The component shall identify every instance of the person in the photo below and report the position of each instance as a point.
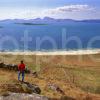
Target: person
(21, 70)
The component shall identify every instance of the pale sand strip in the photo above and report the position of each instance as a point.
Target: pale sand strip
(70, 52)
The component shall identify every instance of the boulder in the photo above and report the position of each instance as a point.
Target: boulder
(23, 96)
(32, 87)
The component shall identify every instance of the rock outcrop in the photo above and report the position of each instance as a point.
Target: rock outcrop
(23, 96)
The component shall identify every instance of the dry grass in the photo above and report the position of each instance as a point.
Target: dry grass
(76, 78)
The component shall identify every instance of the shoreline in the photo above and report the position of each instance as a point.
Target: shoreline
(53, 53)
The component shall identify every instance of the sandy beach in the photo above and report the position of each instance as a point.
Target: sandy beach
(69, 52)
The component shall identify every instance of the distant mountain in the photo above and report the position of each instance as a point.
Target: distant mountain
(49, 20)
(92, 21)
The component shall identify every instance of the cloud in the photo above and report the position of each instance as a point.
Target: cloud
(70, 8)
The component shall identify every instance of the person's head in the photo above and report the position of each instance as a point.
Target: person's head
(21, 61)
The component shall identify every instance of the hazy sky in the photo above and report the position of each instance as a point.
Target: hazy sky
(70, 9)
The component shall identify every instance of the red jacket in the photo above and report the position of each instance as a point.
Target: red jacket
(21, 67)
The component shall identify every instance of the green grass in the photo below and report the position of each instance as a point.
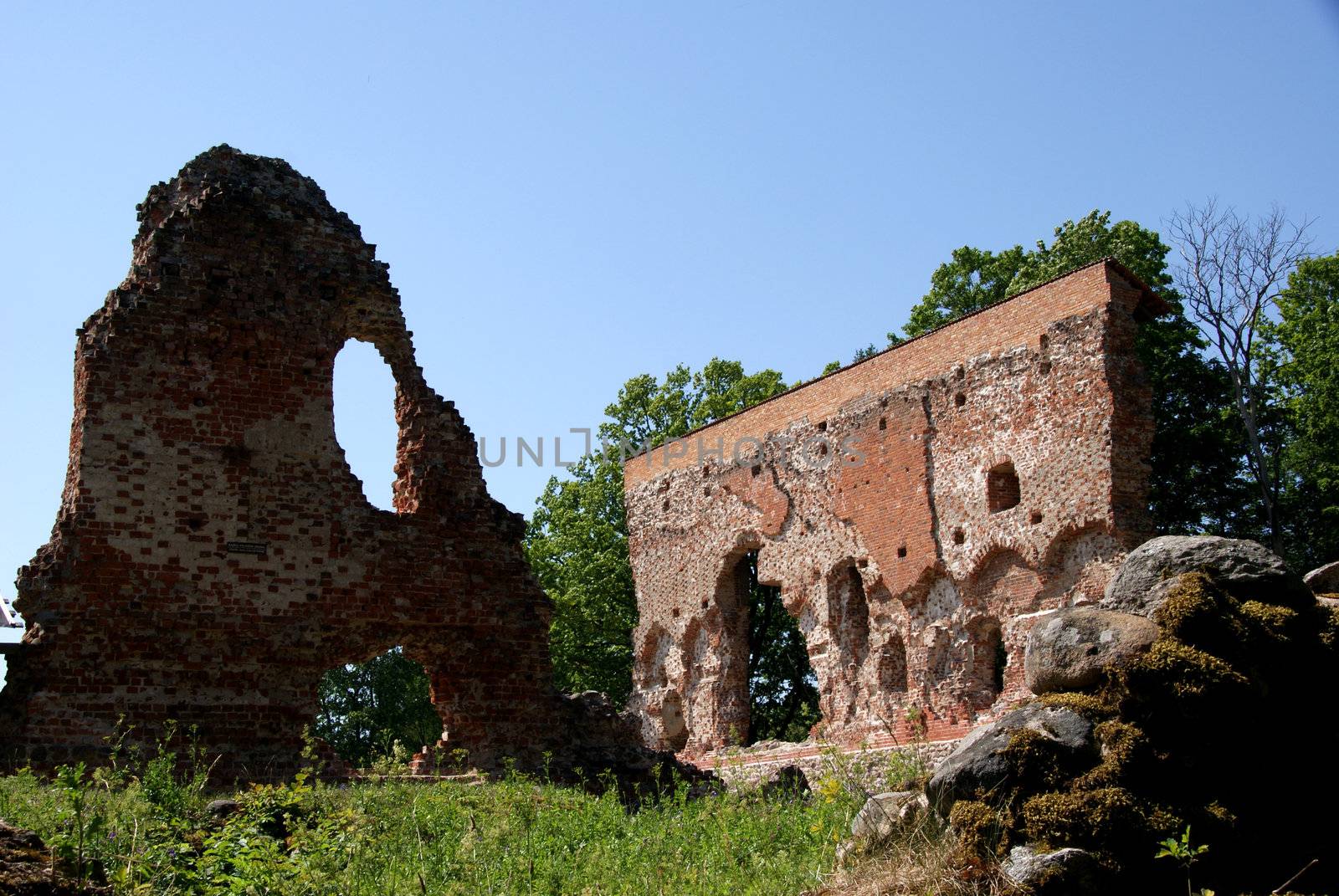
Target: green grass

——

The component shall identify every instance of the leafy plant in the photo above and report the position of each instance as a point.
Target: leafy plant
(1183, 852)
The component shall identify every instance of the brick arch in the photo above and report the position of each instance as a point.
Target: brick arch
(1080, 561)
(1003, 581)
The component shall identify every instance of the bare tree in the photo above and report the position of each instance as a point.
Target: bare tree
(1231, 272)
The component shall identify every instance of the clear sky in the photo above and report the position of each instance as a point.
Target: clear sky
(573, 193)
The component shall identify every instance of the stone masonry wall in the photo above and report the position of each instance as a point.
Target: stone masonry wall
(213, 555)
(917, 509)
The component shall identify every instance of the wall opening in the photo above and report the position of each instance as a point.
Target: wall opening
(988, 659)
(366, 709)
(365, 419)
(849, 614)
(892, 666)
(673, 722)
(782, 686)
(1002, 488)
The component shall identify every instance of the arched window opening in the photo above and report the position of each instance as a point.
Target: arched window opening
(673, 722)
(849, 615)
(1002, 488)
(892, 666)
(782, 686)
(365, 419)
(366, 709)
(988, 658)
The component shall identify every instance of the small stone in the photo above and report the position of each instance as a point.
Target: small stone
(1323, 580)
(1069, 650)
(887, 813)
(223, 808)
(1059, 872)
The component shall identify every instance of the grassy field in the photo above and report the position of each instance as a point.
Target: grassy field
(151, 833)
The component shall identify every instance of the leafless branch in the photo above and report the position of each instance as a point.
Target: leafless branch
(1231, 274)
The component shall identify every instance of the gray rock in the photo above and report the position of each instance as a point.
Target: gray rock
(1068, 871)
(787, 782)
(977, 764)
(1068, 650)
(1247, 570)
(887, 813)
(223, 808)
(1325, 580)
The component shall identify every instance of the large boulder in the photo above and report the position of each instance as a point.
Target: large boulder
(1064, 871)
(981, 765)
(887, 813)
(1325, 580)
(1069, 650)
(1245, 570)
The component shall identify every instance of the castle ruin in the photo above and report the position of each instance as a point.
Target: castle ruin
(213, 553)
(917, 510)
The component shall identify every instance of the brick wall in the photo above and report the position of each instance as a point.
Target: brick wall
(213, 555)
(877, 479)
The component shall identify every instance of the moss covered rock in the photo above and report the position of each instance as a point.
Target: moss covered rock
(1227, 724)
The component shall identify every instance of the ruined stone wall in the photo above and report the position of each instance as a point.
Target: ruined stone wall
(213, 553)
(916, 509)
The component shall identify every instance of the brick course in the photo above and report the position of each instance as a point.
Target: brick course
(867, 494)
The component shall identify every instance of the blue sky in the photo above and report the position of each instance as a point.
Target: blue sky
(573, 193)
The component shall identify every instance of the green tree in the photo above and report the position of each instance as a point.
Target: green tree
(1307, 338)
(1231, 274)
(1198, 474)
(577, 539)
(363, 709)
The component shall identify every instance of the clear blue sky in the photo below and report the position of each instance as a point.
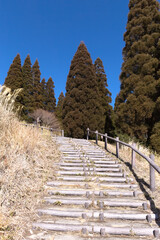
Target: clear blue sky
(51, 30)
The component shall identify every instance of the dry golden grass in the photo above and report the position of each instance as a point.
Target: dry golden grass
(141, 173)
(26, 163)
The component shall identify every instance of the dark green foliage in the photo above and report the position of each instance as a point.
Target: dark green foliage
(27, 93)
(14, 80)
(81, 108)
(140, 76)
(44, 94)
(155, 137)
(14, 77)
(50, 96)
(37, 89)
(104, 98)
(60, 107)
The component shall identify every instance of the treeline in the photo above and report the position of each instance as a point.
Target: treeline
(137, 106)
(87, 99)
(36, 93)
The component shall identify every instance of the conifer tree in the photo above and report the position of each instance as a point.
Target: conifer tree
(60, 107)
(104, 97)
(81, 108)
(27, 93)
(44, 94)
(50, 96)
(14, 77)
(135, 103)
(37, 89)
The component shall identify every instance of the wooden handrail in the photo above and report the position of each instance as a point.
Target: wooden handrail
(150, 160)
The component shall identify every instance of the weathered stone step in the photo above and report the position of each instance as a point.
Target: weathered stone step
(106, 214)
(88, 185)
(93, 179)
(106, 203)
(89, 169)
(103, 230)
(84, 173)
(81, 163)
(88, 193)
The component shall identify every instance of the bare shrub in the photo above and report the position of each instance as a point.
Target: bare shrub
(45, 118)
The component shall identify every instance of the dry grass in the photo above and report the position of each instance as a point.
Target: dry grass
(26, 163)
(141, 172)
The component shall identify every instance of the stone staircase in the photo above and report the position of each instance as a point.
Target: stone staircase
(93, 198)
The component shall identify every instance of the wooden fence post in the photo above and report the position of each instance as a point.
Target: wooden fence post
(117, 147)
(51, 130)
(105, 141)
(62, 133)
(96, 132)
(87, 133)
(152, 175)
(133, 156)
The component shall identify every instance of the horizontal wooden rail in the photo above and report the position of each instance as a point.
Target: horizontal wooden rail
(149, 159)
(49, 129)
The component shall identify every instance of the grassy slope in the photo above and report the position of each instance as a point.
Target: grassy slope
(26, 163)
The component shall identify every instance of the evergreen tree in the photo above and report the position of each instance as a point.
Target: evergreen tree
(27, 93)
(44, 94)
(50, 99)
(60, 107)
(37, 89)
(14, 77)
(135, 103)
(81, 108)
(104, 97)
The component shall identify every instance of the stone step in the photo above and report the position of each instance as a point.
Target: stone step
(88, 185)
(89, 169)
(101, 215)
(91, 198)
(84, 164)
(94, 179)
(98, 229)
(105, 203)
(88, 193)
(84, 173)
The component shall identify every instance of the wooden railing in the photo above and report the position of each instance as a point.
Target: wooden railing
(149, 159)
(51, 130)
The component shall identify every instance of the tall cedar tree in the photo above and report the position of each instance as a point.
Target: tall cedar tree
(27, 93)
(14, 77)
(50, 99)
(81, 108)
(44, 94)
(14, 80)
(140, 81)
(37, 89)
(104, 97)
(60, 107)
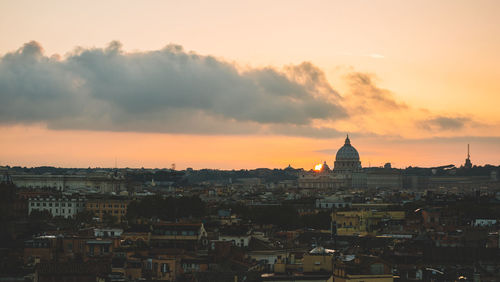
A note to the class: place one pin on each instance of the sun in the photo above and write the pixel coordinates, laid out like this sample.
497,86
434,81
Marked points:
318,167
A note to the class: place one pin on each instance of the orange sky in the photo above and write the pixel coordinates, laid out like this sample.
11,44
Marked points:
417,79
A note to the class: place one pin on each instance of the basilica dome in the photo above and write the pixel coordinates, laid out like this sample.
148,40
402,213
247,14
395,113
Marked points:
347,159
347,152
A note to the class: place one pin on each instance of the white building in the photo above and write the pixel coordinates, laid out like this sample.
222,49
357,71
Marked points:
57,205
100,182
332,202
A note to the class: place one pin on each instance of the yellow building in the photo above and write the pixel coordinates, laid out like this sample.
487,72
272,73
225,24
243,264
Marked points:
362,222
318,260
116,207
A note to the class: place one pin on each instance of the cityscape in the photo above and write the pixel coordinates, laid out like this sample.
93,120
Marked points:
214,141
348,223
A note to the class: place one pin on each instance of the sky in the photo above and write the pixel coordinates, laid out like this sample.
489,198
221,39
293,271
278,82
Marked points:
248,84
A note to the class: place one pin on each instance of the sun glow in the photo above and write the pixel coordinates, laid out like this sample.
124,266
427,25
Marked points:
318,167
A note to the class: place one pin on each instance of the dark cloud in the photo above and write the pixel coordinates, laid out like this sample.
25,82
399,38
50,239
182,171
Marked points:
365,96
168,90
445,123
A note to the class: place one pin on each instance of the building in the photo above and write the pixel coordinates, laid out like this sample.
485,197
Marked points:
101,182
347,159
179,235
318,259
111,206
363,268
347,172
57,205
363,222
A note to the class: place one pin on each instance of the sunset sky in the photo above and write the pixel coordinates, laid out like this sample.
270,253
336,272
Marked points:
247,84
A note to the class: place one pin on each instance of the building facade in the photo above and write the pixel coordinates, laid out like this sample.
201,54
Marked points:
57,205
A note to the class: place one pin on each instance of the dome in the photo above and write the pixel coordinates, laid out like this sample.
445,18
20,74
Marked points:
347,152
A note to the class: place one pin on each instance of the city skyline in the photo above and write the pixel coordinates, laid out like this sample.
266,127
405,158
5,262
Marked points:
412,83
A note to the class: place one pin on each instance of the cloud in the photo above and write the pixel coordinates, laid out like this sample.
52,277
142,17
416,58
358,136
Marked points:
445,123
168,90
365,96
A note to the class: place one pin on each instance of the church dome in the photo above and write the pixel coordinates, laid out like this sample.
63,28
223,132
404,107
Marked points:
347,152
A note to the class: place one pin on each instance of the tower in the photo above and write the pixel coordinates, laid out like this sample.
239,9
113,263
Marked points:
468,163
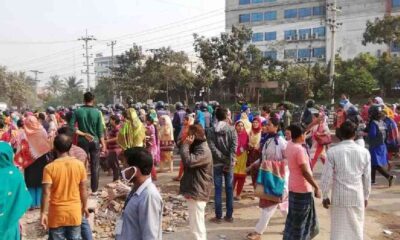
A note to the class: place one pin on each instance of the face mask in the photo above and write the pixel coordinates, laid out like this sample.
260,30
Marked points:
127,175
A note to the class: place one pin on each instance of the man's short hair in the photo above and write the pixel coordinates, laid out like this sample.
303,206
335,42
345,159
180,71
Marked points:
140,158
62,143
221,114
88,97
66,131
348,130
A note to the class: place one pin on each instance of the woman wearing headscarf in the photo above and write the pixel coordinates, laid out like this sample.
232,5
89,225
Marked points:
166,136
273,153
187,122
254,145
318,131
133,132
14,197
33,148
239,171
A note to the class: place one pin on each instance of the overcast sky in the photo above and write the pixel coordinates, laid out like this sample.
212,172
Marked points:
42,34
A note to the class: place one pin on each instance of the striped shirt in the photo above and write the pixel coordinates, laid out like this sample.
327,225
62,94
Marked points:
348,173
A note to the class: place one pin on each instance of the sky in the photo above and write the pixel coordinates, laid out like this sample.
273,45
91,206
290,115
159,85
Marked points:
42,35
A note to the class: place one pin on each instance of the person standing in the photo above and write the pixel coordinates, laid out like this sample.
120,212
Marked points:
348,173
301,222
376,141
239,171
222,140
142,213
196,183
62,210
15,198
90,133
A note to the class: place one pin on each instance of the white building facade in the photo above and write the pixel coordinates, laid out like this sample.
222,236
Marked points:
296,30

——

▸ REQUIREMENT:
In the data above, which lines include "below"? Return those lines.

▸ ANSWER SECTION:
The component shall identify every instance of the person in the photo below and report the position of each instance as a point.
The component shall identify every instance of the green grass in the photo below and report the position of each instance as a point.
The component shall identify every instance of the clear blue sky in the photo below and report the position of each instance as a point.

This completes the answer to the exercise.